Work to complete
Count every line below that contains "above", then give that count and nothing else.

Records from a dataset
------------------------------------
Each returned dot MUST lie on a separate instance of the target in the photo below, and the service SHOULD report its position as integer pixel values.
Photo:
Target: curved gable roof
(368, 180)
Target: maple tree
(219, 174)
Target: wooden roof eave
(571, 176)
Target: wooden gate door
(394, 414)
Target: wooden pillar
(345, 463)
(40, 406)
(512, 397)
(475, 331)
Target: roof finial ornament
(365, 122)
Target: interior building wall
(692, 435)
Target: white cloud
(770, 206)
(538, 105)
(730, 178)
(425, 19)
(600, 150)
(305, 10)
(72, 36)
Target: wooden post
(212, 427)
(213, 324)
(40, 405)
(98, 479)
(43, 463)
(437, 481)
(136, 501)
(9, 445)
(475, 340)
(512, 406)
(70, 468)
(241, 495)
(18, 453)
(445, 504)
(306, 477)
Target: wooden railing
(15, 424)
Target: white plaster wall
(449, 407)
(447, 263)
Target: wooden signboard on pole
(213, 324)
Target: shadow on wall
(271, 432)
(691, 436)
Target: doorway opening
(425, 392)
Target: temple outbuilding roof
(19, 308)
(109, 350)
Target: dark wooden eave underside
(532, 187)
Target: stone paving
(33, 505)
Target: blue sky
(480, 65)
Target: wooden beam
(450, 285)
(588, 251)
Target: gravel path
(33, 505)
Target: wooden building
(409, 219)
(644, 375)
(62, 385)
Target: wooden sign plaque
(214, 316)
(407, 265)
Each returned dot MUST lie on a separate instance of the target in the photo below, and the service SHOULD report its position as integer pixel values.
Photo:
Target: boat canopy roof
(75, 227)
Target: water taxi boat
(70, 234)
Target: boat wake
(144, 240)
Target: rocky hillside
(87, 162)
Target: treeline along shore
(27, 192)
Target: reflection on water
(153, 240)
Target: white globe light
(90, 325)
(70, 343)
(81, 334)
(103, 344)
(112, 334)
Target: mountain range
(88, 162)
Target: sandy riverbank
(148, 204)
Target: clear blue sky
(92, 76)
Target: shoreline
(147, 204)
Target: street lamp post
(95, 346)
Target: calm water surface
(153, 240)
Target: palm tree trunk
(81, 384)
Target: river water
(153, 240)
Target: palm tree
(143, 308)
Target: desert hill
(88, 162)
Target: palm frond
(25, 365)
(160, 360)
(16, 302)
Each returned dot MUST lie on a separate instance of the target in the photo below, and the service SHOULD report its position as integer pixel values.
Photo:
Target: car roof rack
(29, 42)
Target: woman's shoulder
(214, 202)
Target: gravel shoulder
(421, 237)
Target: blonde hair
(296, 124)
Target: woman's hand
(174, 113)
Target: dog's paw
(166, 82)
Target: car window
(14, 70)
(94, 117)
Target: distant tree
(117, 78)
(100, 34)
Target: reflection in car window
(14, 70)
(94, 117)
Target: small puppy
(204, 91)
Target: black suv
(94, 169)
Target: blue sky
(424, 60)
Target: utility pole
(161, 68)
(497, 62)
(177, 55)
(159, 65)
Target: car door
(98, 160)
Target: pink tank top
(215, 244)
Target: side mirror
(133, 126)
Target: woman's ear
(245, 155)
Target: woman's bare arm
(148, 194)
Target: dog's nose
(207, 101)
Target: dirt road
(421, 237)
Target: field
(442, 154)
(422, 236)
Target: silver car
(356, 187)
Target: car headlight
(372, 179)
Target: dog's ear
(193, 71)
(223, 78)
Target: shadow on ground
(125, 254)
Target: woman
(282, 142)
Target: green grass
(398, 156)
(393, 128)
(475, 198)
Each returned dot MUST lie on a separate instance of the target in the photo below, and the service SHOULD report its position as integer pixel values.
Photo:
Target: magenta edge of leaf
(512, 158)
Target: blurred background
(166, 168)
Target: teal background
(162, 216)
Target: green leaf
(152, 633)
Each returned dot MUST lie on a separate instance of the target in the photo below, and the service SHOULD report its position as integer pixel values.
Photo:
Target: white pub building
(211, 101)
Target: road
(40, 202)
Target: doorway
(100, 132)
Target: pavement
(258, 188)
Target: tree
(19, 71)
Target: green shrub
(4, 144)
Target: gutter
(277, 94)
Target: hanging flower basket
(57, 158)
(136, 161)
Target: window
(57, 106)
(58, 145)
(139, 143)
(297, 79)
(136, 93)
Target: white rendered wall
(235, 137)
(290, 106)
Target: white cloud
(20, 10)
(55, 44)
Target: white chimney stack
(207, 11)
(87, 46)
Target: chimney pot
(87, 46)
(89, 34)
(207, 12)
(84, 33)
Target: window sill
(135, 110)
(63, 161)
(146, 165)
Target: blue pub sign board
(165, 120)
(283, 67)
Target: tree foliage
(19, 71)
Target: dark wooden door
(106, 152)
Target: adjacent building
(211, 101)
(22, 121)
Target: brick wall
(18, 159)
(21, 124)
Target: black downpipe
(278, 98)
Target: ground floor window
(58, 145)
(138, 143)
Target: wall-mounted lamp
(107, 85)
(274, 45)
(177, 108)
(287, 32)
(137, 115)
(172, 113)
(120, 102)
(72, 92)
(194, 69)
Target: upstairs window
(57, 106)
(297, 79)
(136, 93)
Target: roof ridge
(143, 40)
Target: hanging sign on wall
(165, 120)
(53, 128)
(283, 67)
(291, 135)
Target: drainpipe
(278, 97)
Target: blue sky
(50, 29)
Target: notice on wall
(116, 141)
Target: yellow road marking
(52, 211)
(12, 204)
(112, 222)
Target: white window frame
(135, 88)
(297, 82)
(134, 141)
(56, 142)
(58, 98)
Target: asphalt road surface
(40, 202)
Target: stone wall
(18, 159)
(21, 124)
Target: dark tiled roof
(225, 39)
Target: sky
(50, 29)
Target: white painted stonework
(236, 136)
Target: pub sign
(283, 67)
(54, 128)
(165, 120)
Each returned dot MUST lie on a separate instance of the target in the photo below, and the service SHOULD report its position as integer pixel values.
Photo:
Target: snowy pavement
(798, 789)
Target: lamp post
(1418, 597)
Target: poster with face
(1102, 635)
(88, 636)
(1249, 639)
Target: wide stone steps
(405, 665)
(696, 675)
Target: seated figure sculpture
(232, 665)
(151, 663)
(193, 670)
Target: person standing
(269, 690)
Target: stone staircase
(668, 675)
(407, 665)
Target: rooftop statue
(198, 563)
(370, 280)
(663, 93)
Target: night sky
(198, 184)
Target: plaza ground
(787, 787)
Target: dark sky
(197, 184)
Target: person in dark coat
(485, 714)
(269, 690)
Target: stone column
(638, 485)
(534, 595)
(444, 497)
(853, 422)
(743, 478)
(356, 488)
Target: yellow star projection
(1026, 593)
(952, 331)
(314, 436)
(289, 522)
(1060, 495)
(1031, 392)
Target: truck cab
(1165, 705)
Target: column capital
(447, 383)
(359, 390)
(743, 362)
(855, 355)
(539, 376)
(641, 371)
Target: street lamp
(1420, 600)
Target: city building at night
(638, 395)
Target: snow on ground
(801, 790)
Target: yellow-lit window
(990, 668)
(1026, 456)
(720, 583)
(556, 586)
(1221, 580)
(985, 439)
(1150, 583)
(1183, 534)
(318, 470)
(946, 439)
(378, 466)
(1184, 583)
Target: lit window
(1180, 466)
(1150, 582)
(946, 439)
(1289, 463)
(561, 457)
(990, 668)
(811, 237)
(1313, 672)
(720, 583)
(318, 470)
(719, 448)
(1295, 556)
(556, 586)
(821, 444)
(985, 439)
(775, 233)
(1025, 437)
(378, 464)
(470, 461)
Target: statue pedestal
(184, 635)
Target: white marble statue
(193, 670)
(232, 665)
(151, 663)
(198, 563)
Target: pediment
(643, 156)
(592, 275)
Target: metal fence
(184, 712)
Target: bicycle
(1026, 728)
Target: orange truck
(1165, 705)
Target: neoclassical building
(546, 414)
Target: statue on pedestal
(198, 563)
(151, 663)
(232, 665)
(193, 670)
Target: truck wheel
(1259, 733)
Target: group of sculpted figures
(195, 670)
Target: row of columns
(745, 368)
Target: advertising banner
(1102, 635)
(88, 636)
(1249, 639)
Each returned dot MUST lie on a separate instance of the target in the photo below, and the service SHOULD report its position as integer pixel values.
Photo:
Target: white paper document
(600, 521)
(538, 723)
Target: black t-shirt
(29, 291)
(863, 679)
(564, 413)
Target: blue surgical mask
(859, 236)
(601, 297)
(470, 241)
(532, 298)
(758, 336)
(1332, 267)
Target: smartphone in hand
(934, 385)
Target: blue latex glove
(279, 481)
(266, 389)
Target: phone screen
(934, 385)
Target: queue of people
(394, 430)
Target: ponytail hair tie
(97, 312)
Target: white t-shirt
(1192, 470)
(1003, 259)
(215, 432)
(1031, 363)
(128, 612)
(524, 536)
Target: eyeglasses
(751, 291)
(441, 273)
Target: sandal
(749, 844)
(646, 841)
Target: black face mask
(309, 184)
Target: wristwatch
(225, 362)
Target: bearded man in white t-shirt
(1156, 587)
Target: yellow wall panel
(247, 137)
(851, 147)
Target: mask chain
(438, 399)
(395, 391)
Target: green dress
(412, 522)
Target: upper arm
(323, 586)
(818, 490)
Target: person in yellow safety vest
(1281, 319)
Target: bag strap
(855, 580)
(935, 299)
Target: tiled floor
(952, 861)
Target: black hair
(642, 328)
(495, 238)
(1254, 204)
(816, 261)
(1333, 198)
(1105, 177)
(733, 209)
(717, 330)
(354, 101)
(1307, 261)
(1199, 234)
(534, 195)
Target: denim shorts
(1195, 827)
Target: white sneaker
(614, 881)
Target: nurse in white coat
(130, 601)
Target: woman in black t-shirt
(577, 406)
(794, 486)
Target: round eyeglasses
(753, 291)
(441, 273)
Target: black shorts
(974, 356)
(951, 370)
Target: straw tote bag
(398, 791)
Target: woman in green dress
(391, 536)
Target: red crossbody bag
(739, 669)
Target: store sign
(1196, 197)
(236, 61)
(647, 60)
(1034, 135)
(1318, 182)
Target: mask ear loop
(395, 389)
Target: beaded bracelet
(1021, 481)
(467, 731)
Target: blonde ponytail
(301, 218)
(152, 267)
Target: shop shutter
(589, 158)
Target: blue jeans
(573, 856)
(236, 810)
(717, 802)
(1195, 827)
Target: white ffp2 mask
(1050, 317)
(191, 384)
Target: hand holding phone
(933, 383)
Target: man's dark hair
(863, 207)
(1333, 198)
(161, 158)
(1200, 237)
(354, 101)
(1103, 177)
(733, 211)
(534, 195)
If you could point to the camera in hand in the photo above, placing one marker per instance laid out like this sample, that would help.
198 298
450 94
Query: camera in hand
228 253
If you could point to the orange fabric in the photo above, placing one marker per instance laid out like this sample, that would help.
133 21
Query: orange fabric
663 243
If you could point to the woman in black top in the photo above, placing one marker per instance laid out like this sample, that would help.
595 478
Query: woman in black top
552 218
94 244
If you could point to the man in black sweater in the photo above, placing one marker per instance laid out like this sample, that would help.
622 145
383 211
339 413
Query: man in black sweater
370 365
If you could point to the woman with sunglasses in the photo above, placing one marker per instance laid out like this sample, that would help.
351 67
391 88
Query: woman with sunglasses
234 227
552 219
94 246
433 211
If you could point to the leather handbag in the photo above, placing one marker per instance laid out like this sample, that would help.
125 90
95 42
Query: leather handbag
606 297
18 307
------------------------------------
Solution
6